== Task details ==
Please render only the lines of the listing starting at the line containing "Q. Locate the player's ear;" and ending at the line containing "pixel 364 75", both included, as a Markdown table with columns Row and Line giving a row number and the line. Leave out blank lines.

== Data listing ==
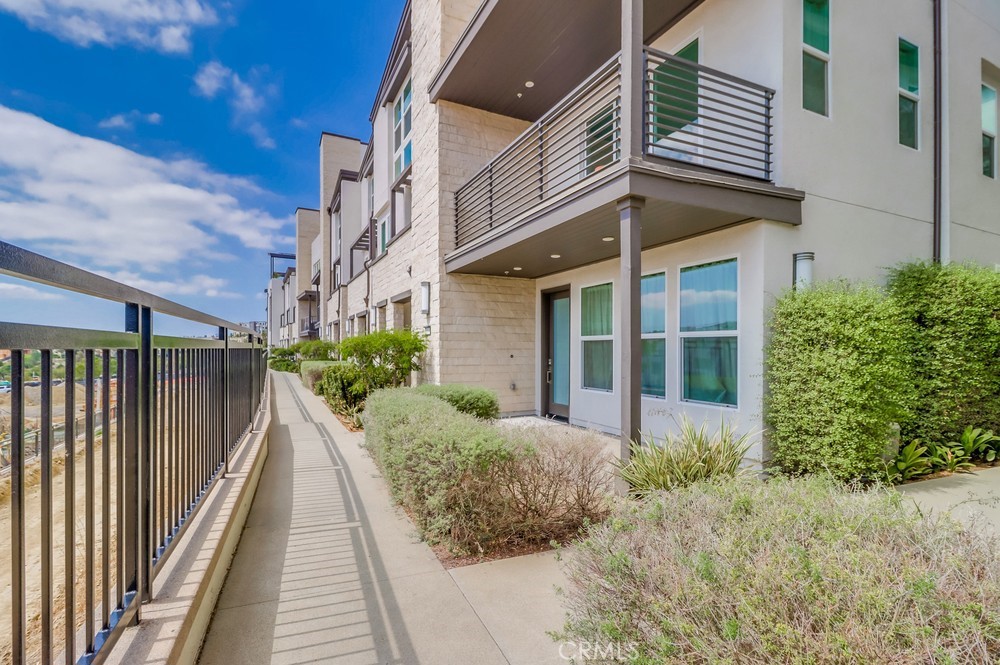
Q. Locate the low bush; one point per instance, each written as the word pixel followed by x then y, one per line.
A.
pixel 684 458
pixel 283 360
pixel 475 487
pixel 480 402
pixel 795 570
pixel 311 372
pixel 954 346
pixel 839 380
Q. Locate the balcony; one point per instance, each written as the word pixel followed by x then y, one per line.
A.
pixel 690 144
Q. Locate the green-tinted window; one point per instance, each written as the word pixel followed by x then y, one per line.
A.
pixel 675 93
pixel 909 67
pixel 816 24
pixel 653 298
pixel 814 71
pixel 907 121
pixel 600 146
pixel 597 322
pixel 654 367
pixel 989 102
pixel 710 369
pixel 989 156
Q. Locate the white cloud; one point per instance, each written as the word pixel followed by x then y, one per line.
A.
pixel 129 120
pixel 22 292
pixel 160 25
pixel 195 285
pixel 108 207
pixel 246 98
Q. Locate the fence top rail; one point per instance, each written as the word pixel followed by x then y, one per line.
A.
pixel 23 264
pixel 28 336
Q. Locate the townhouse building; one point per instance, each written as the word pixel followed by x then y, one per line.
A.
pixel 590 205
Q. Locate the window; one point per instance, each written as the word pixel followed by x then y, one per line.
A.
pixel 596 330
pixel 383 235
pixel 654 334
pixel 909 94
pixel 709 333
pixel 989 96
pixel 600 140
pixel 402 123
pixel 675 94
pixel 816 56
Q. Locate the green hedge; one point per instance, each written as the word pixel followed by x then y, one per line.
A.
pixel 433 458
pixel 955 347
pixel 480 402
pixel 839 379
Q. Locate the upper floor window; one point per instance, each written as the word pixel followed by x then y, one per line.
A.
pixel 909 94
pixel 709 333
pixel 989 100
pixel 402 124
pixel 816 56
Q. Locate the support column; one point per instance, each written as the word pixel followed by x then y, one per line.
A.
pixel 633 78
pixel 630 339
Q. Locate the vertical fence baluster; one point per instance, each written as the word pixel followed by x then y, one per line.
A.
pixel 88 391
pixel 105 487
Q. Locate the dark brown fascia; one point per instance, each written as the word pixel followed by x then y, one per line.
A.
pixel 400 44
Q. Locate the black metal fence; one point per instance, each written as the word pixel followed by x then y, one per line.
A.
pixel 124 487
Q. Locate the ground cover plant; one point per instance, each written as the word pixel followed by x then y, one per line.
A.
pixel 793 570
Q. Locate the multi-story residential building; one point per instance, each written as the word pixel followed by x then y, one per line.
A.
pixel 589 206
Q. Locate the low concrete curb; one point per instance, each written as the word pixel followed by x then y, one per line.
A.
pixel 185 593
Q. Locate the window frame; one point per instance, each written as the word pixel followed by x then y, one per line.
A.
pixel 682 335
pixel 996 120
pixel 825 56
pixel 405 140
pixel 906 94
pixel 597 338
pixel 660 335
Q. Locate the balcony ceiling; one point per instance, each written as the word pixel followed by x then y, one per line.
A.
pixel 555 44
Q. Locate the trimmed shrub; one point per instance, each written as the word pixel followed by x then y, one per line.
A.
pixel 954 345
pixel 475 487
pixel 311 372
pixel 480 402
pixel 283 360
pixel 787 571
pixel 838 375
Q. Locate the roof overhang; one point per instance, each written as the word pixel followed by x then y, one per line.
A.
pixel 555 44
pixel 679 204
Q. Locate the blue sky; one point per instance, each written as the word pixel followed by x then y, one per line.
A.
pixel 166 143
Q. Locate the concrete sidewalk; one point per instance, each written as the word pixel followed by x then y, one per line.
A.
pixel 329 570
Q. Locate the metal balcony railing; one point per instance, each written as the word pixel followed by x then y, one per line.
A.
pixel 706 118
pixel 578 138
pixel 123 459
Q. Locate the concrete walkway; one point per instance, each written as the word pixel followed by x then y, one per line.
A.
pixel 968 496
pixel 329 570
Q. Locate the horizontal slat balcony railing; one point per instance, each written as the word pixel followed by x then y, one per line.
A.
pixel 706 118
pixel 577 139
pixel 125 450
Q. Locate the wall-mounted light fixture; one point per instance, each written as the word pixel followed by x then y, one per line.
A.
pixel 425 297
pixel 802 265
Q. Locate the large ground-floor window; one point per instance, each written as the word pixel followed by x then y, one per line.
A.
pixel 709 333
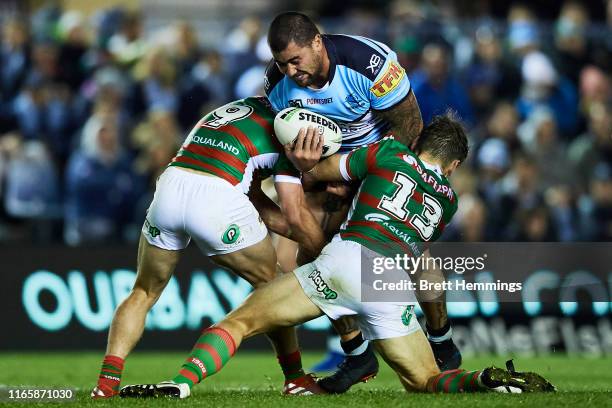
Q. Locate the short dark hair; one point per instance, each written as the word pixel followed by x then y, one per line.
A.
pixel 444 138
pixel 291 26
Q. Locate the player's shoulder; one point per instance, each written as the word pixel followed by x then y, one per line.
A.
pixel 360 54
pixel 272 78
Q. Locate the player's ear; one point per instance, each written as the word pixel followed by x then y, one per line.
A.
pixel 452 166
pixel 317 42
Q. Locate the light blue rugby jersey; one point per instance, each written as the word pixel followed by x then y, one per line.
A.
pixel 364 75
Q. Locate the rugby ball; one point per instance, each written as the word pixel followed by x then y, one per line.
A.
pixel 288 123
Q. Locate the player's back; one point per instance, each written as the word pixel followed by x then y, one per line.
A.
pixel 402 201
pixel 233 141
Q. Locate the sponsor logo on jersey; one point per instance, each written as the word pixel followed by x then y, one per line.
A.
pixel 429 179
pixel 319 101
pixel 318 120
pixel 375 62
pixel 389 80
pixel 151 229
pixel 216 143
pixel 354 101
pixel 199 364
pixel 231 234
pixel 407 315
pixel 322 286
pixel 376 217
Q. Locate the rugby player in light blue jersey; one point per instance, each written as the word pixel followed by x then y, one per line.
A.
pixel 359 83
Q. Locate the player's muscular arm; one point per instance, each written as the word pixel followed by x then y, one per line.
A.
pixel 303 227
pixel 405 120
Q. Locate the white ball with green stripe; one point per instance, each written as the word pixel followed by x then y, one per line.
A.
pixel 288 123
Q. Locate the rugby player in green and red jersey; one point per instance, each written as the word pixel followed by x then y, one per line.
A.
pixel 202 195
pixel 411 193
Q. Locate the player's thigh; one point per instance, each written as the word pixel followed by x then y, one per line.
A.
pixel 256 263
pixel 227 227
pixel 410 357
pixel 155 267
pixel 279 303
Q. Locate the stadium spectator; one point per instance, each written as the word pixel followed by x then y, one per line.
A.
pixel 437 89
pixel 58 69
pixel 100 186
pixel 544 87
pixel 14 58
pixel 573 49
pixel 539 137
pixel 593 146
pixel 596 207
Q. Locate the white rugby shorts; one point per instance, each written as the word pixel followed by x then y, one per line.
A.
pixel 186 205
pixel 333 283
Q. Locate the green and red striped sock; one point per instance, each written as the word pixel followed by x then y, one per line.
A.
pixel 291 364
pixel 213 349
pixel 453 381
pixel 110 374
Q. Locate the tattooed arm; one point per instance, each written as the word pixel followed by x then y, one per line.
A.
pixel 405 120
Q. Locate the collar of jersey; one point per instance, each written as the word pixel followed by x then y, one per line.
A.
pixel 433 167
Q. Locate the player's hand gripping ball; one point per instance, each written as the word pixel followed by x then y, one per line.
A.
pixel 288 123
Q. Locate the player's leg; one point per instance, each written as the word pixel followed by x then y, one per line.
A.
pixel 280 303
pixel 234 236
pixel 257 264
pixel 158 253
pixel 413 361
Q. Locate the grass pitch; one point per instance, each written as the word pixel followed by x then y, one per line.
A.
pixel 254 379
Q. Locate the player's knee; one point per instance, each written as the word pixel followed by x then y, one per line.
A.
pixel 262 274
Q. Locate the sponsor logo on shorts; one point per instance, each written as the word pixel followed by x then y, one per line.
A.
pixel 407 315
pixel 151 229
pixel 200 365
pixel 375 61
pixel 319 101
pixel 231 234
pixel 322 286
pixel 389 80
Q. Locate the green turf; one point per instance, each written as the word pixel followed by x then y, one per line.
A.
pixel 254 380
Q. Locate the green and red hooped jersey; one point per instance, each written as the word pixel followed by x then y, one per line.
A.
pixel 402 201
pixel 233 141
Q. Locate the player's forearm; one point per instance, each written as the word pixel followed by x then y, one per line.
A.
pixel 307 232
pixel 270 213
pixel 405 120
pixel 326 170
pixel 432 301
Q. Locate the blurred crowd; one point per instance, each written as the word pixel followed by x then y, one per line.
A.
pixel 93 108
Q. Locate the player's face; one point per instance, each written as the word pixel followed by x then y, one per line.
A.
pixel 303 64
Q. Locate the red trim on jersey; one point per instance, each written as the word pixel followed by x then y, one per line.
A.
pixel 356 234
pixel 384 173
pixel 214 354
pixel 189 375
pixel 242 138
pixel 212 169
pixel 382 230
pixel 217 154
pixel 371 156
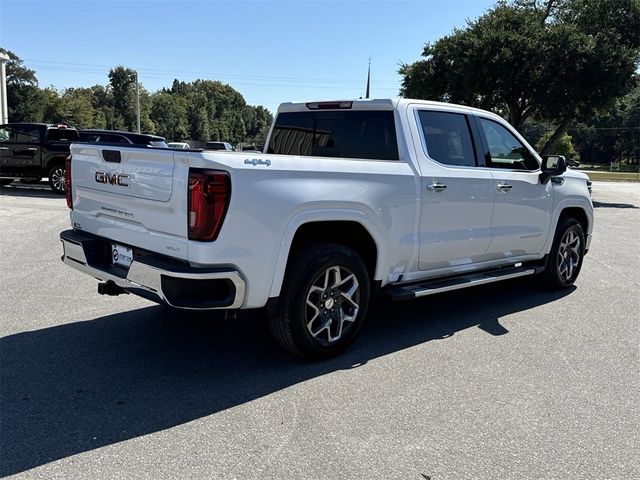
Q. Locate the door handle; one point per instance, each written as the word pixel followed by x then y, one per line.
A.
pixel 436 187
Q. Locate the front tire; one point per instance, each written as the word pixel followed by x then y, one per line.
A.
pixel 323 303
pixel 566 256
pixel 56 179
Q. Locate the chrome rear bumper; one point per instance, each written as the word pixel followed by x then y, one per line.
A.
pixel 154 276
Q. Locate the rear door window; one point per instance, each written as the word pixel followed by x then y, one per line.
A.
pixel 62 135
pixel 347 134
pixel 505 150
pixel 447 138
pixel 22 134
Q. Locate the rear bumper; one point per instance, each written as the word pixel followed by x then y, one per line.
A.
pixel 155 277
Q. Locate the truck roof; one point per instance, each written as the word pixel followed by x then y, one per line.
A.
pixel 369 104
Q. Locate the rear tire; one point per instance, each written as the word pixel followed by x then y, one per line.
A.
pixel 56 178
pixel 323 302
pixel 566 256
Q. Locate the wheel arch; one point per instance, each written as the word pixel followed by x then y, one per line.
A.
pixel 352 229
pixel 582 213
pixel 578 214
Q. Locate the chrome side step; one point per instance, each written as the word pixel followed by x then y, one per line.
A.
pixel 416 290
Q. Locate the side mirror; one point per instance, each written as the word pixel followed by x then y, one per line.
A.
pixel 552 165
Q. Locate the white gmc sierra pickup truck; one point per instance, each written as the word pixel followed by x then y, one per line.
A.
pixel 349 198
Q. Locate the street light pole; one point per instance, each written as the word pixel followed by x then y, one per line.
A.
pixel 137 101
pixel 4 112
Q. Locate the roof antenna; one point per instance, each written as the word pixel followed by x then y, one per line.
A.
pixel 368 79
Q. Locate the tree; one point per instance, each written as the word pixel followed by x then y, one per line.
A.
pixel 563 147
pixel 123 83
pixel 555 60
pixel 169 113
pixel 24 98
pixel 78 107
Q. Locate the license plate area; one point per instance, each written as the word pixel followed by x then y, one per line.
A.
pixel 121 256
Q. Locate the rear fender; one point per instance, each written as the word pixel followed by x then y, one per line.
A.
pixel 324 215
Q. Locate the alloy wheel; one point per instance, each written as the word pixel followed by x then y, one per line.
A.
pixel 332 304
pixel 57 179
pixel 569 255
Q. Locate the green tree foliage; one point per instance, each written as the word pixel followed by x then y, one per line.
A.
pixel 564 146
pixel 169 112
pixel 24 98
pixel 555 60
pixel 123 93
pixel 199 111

== Response ==
| Row | Line |
|---|---|
| 1 | Q. Locate the player's ear; one point per instance, each written as the word pixel followed by x then y, one per line. |
| 2 | A. |
| 3 | pixel 452 166 |
| 4 | pixel 317 42 |
| 5 | Q. Locate the light blue rugby jersey; one point per instance, each written as the word pixel followed by x then y, one per line. |
| 6 | A. |
| 7 | pixel 364 75 |